#### Document excerpt

⟨

# Arranging for Safety Checks with Hardware Traps

Göran Weinholt

March 2012

## Abstract

Many programming languages are untyped and perform all type checks at run-time. This requires that type information for objects is kept around for as long as the objects are live. One way of achieving this involves tagging all pointers with the type of the object to which they refer. The compiler inserts safety checks before all object references in order to provide safe semantics and error reporting.

The run-time safety checks can however be expensive and compilers sometimes provide an option to use unsafe semantics. The resulting programs are faster and more compact, but there are some obvious drawbacks. This paper describes a technique whereby a compiler can generate code that arranges for the processor to perform safety checks. The technique is usable on commodity hardware.

## I. INTRODUCTION

When a programming language is untyped it becomes necessary to keep object type information around at runtime. Some garbage collectors can also require the use of runtime type information [1]. One method for storing this data is to add a header to all objects [1, 2]. Another common technique is to reserve some of the bits in machine words for use as tags [1, 3, 4]. The tag can either be in the high bits or in the low bits of the word. When the low bits are used the system relies on the fact that objects are allocated on word-aligned addresses. This makes two or three bits available to store a type [5].

Often one of the tags indicates that there is a small integer encoded immediately in the machine word [1, 6]. When the result of an arithmetic operation is small enough there is no need to allocate memory to store the result. These small integers are sometimes referred to as fixed-point numbers or fixnums [4, 3, 7]. On a machine with 64-bit words and three tag bits the fixnum range is quite reasonable. In LISP implementations one of the tags is often used for other miscellaneous types which can be stored immediately in machine words, e.g. characters and the empty list [5, 6]. The remaining tags can be used to indicate that the machine word contains a pointer to a specific type of object, e.g. a pair, a vector, a procedure or some other common type. One of the tags will need to indicate that the real type of the object is stored somewhere else [6].

There are some disadvantages to tagging machine words in this way. For some operations the tag must first be removed, a process known as unboxing [1]. The compiler must also insert explicit checks before using an object in order to guarantee memory-safe semantics. There have been several approaches to solving this problem. One approach is to use specialized hardware. The Symbolics 3600 had special hardware that performed type-checking in parallel with the normal operations of the processor [4]. Another example is the SPARC which has the TADDcc and TSUBcc instruction that work with fixnums [8].

Another approach comes from the software side. There are a number of techniques available that let the compiler generate code which does not need to do any unboxing or safety checking. The language can be extended with optional static typing and the compiler can use type inference [9]. The compiler can also provide different safety levels [10]. The default safety level generally guarantees memory-safe semantics. When the programmer is comfortable with the type safety of the program he can instruct the compiler to generate faster code by removing the safety checks.

⟩

#### Rows pointing to named objects
⟨

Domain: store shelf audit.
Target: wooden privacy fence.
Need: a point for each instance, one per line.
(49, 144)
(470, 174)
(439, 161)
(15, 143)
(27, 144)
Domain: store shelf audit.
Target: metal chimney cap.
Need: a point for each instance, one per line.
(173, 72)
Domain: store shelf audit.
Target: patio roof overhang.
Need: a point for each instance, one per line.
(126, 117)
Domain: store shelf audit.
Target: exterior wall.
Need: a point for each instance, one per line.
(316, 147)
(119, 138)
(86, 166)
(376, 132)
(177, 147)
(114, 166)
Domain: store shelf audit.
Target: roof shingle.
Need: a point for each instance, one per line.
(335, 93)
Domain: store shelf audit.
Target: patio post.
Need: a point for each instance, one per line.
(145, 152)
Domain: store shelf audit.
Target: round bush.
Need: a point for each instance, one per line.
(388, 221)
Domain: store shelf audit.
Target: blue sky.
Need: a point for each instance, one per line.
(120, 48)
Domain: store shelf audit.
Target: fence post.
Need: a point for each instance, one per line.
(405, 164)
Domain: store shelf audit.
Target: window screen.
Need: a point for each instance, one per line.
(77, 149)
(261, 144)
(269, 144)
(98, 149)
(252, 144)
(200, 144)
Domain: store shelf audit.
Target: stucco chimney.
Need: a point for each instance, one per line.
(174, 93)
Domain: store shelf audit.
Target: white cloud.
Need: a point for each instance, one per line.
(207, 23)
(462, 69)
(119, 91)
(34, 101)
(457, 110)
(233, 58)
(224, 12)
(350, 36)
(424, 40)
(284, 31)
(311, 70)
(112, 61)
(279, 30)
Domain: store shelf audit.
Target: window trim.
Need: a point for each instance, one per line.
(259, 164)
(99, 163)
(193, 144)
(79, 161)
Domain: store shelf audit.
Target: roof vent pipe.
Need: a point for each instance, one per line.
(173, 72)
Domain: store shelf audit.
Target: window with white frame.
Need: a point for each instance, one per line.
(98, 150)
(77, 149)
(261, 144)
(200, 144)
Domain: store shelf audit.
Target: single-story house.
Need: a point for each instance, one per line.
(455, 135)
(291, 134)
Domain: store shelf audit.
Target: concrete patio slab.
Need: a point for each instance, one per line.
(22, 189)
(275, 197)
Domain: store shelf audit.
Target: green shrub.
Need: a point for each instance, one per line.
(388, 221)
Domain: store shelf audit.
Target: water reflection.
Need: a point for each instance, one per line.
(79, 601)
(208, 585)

⟩

Write the next part of the paper on arranging safety checks with hardware traps, beginning after its final sentence. The rows have no connection to the paper on safety checks with hardware traps.

This paper presents a novel technique that uses a combination of software and existing commodity hardware. The software arranges for the hardware to automatically perform the safety checks with virtually no overhead for programs without dynamic type errors.

## II. ALIGNMENT CHECKS

The widely available Intel IA-32 and AMD64 architectures have an optional feature called alignment

<sup>© 2012</sup> Göran Weinholt <goran@weinholt.se>. Permission is granted to copy and redistribute this document without modification provided that this notice is preserved.

Listing 1: Code with an explicit safety check

| mov                  | ecx, edx                             |
|----------------------|--------------------------------------|
| and                  | <b>cl</b> , 7                        |
| $\operatorname{cmp}$ | <b>cl</b> , 2                        |
| jne                  | error                                |
| mov                  | $\mathbf{rax}, \ [\mathbf{rdx} - 2]$ |

checking. When a program performs an unaligned memory reference the processor will normally handle this transparently. By setting the Alignment Check (AC) flag in the processor's flags register all unaligned memory references will instead cause an exception to be raised [11, 12]. This feature can be used in combination with tags in the lower bits to make unsafe code behave according to memory-safe semantics.

The technique presented here relies on the use of tags in the low bits, as described in the introduction. When memory is allocated for a new object the system requests a free address and then adds the tag to the least significant bits of the address. Later when the object is used the code removes the tag using the architecture's built-in support for additions and subtractions in memory references.

Most compilers using this tagging scheme will generate explicit checks to make sure that the tag is correct. Listing 1 shows what the code might look like. Let's suppose that pairs have the tag  $010_2$  and fixnums have the tag  $000_2$ . If the code expects a pair it first masks off the lower three bits, compares them to  $010_2$  and finally branches to an error handler if the tag does not match. If the procedure is passed a fixnum instead of a pair the tag will not match and it will be detected as an error. This method requires an extra register to temporarily hold the tag and there are now more instructions than should be necessary. These safety checks must in general be generated for every memory reference if memory-safe semantics are required (except when the compiler has inferred the type somehow).

When alignment checking is enabled this explicit tag comparison is not needed. Suppose that the code in listing 1 did not check the tag. If RDX is a pair object then subtracting  $010_2$  will result in an effective address where the lower three bits are zero, i.e. the memory reference is aligned. The compiler and the runtime work together to guarantee that iff the lower bits of a word are  $010_2$  then the word must point to a pair. If RDX is any kind of object other than a pair then the code will compute an effective address where the lower bits are not zero. The memory reference then becomes misaligned and the processor raises an exception. Alignment checking is a natural part of a processor's operation. Misaligned memory references can affect multiple cache lines or multiple pages and this is handled transparently by the processor if alignment checking is disabled [13]. Using alignment checking does therefore not appear to incur any overhead as long as programs do not generate an excessive number of exceptions.

#### III. Applications

How widely applicable the technique is depends on whether the code is running in 32-bit mode or 64bit mode. For 32-bit mode the use is rather limited because there are only four tags available and at least two of those tags would be needed for miscellaneous immediate and boxed objects. In the 64-bit mode there are eight tags available, so there are that many more opportunities.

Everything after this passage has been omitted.